• **WHAT YOU NEED TO DO**: Please edit everything from the line containing "Where can the blue shirt" down to the line containing "point(165, 345)" in the items below, changing "blue shirt spectator" to "spectator in blue" and keeping the rest unchanged. Give back only those lines.
━━━━━ LISTED RECORDS ━━━━━
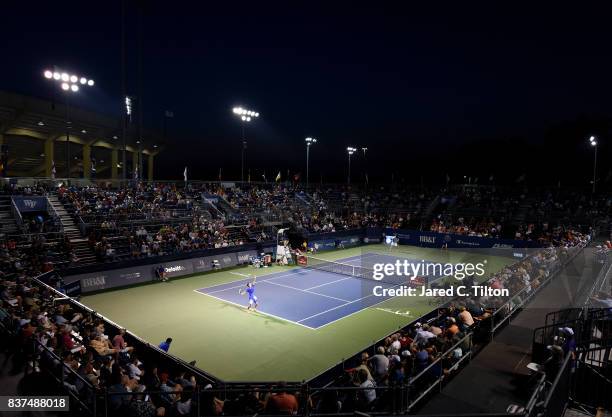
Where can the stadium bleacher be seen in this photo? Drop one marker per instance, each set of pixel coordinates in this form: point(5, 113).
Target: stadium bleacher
point(101, 366)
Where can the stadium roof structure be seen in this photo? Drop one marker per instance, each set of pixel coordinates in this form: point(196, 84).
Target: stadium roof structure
point(33, 135)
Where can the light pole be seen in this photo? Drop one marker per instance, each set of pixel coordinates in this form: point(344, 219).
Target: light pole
point(127, 120)
point(593, 142)
point(365, 164)
point(350, 150)
point(70, 84)
point(309, 142)
point(246, 116)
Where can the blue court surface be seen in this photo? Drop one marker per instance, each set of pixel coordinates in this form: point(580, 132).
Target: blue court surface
point(307, 297)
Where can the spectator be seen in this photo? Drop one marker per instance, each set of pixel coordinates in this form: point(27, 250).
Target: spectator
point(166, 344)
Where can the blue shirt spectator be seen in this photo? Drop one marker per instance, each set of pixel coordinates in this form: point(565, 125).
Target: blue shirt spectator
point(165, 345)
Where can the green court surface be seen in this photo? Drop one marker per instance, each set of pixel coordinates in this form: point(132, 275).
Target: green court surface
point(237, 345)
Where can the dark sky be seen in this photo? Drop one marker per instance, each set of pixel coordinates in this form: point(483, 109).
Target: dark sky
point(461, 88)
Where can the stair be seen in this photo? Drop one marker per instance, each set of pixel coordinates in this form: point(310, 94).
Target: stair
point(8, 226)
point(80, 245)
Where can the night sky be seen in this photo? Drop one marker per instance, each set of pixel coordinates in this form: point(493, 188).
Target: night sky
point(477, 91)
━━━━━
• **OUTPUT OF THE EXERCISE**:
Where can the spectator in blue be seen in this photo? Drop one marker per instance, each set of pixel coordinates in this form: point(565, 125).
Target: spectator in blue
point(165, 345)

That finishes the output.